**Written exercise 1:** From the Fort Rice passage, extract everything from "The soldiers, as" down to "short to fight.".
**Written exercise 2:** Continue the passage about the soldiers at Fort Rice, picking up after its last sentence.
* Start Selected passage *
Private Sampson's headstone and entry in the Company Descriptive Book

Left: Private George Sampson’s headstone, Custer National Cemetery, Little Bighorn Battlefield National Monument (Crow Agency, Montana). The soldiers, including Private Sampson, were disinterred from the Fort Rice cemetery in the early 1900s and reinterred at the Custer National Cemetery
Right: Entry for Private George S. Sampson, Company Descriptive Book, 1865

A composite image of the soldiers at Fort Rice is difficult to assemble. Some details, though, can be noted:

The soldiers, as in most wars, were young. They ranged from 14 to 51 years of age with an average of 24 years. Private Clinton Millsaps, also from Company D and another farm kid, was born in Tennessee. He was the youngest of the lot at the age of 14 and measured in at 4 feet, 10 inches tall, which was 2 inches taller than the Springfield muzzleloading rifle he carried. He also had blue eyes, light hair, and a light complexion. At the tender age of 14 he had several things in common with his fellow soldiers: he was already a veteran of the Civil War, he had served time in a Union military prison, and he had survived the trip to Dakota Territory. Unlike Private Sampson and 101 other individuals at Fort Rice, he would survive to return home after his regiment was disbanded. He served as a “musician” at Fort Rice, probably deemed too short to fight.
* End Selected passage *
* Start Data shown *
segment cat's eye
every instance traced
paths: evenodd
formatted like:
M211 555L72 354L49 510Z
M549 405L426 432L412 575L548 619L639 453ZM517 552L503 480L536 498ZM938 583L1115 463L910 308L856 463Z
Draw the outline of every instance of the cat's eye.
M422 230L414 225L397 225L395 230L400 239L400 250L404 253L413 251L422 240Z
* End Data shown *
**Written reply 1:**
The soldiers, as in most wars, were young. They ranged from 14 to 51 years of age with an average of 24 years. Private Clinton Millsaps, also from Company D and another farm kid, was born in Tennessee. He was the youngest of the lot at the age of 14 and measured in at 4 feet, 10 inches tall, which was 2 inches taller than the Springfield muzzleloading rifle he carried. He also had blue eyes, light hair, and a light complexion. At the tender age of 14 he had several things in common with his fellow soldiers: he was already a veteran of the Civil War, he had served time in a Union military prison, and he had survived the trip to Dakota Territory. Unlike Private Sampson and 101 other individuals at Fort Rice, he would survive to return home after his regiment was disbanded. He served as a “musician” at Fort Rice, probably deemed too short to fight.

**Written reply 2:**
The majority of the soldiers at Fort Rice were illiterate, as evidenced by the “x” on the signature line of their Union army “vow of allegiance.” Privates Millsaps and Sampson signed their names to the papers; 337 other members of the regiment (52%) signed with an “x.”

The soldiers of the 1st USVI, the first permanent troops at Fort Rice, were mostly southern kids. They hailed from 19 eastern states, with North Carolina being the most represented at 269 individuals. The remainder of the regiment was populated by men from 20 foreign countries including Prussia, Switzerland, and Ireland.

Fifty-two different professions were embodied at Fort Rice. Their occupations included slaters, coopers, weavers and teamsters. The majority (457 of them) listed “Farmer” as their occupation prior to the Civil War. Despite their collective knowledge, agriculture at Fort Rice was mostly a failure. The grasshoppers were able to muster more troops than the army.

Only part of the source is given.